What to do -
Which lines in the records below contain the string "face", with case counting? Pick out each of those lines and copy it in full.

Data provided -
━━━━━━━━━━━━━━━━━━━━

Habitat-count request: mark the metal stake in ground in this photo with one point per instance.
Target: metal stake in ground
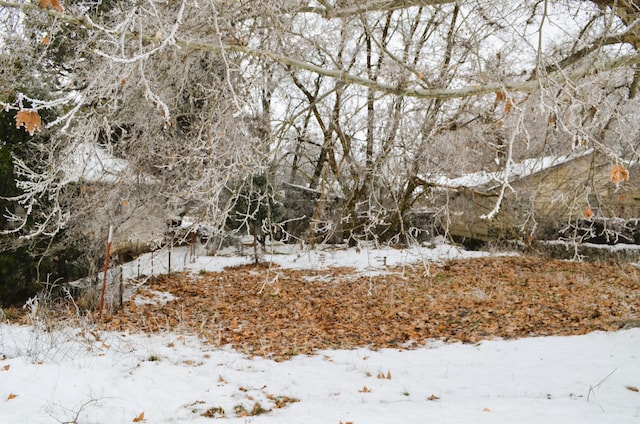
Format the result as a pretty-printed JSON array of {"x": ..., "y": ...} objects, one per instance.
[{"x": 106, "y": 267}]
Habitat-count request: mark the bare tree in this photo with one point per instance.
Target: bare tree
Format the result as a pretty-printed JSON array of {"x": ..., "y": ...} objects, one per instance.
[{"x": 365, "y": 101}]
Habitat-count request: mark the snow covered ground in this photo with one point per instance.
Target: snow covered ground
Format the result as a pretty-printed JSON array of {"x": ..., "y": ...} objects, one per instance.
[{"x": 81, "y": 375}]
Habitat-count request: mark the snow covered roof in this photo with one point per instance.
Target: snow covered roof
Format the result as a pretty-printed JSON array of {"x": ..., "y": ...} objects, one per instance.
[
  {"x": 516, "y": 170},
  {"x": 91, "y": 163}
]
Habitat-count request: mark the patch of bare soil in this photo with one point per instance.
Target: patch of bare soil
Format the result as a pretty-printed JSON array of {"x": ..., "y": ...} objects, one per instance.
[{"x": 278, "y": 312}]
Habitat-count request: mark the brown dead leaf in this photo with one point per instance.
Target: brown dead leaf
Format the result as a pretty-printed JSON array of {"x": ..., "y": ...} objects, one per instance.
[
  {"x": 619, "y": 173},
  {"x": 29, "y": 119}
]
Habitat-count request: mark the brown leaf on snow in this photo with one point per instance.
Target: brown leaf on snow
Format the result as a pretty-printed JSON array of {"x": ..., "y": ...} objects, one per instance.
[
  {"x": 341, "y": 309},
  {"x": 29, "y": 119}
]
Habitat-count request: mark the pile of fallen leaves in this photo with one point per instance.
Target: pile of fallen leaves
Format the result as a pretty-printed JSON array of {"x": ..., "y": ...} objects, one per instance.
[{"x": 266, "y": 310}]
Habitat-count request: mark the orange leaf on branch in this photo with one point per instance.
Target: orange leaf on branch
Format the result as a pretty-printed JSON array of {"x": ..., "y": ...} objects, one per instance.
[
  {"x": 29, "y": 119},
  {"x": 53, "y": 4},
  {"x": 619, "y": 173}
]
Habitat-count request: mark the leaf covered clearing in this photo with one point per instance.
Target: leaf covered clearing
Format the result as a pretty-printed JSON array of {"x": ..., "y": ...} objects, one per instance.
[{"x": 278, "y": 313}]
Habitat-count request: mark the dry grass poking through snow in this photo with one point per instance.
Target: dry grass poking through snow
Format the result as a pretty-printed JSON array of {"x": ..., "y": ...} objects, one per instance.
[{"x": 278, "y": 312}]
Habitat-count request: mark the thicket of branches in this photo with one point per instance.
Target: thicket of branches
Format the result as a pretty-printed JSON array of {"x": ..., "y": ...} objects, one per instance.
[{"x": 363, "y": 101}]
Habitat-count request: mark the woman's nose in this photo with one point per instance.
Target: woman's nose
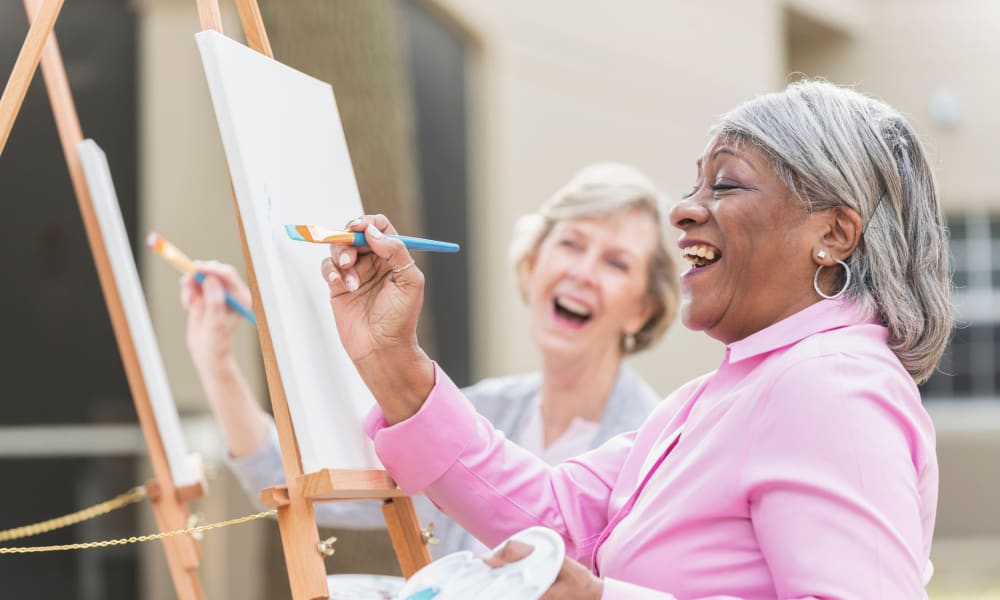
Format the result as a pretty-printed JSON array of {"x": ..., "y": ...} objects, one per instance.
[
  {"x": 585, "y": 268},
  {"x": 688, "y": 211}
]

━━━━━━━━━━━━━━━━━━━━

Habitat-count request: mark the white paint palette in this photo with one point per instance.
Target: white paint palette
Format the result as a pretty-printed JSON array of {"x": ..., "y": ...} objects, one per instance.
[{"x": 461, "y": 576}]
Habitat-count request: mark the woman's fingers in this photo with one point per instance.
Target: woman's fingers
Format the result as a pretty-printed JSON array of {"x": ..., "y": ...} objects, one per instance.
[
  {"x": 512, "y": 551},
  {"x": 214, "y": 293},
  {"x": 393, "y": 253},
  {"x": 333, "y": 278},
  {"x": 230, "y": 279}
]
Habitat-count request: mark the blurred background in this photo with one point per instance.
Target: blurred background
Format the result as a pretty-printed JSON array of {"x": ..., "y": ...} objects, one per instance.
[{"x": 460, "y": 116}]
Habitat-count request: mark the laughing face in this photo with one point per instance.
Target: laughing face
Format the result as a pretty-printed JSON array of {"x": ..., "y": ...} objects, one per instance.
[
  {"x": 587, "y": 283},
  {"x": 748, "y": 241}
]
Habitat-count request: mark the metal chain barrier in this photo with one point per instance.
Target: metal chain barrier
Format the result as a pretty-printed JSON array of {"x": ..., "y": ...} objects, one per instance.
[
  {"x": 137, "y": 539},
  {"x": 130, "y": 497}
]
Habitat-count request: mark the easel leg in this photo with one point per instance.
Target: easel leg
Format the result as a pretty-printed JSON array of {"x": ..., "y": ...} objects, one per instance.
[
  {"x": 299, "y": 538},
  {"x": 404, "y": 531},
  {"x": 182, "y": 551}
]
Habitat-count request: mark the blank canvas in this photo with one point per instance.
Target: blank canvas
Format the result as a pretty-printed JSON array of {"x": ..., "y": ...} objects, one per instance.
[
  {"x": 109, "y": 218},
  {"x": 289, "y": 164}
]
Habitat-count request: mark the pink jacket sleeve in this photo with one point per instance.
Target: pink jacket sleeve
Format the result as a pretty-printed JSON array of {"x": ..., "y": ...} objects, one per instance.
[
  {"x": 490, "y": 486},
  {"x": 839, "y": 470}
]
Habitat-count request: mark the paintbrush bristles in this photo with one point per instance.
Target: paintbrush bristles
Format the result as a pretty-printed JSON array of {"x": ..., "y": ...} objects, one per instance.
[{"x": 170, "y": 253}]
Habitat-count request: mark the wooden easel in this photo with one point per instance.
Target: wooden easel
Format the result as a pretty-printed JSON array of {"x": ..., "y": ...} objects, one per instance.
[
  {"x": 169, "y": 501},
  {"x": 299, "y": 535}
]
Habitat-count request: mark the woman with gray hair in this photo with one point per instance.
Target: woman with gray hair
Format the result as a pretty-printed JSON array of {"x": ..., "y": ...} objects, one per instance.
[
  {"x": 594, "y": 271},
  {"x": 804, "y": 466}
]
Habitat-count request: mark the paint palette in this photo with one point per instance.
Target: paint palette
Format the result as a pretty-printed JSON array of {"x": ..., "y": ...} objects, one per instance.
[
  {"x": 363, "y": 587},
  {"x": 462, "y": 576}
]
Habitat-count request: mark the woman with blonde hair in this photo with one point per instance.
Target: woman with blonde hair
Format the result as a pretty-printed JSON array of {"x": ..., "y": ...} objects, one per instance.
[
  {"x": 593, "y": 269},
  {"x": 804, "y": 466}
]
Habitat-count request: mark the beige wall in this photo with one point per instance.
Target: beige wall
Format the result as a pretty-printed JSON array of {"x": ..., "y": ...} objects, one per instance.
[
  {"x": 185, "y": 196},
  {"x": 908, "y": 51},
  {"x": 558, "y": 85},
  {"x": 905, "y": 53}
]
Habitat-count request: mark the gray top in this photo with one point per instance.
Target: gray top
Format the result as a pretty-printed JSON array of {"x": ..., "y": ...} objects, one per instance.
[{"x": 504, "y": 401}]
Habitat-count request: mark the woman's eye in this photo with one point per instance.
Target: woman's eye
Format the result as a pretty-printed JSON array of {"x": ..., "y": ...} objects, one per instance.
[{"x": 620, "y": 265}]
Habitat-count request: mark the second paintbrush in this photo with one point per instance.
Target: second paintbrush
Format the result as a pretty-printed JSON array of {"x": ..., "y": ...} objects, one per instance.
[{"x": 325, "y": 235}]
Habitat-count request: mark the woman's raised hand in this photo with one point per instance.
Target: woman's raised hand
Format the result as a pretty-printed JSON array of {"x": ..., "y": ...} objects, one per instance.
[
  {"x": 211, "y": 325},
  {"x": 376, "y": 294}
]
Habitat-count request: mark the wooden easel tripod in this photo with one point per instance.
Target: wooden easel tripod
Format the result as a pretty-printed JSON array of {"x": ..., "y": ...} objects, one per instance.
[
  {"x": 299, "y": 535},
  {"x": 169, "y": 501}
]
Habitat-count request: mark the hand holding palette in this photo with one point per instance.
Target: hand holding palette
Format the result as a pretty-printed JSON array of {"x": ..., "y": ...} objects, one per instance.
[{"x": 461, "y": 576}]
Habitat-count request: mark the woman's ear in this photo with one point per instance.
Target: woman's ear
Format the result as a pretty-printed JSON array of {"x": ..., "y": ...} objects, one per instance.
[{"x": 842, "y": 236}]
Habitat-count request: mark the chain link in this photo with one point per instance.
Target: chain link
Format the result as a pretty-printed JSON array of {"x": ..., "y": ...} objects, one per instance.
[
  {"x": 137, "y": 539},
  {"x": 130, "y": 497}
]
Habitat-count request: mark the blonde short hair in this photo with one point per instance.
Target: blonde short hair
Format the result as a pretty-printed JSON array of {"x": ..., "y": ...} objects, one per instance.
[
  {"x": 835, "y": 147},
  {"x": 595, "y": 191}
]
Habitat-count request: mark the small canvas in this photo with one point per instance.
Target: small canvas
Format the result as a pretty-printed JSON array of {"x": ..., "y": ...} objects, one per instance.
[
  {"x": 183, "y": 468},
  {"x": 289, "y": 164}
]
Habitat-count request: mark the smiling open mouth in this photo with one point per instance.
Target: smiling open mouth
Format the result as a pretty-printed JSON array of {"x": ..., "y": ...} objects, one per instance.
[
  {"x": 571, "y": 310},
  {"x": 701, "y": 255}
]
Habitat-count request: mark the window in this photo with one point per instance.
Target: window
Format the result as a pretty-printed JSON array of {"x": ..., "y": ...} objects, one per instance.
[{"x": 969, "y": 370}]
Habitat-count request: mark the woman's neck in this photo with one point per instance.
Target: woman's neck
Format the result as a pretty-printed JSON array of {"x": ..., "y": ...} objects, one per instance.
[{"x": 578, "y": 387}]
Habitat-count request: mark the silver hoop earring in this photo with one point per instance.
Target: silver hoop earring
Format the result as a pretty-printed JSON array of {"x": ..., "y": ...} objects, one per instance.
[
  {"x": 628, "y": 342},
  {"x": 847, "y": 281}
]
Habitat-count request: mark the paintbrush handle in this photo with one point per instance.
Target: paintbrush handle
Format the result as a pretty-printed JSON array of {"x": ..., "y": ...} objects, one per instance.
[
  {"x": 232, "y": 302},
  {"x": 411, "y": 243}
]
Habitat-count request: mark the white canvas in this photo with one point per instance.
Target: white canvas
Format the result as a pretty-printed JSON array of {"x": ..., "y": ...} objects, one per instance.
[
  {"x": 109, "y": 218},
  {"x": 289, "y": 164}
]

━━━━━━━━━━━━━━━━━━━━

Written answer -
Habitat-count request: mark the laughing face in this photo with one point per instance.
Target: laughing face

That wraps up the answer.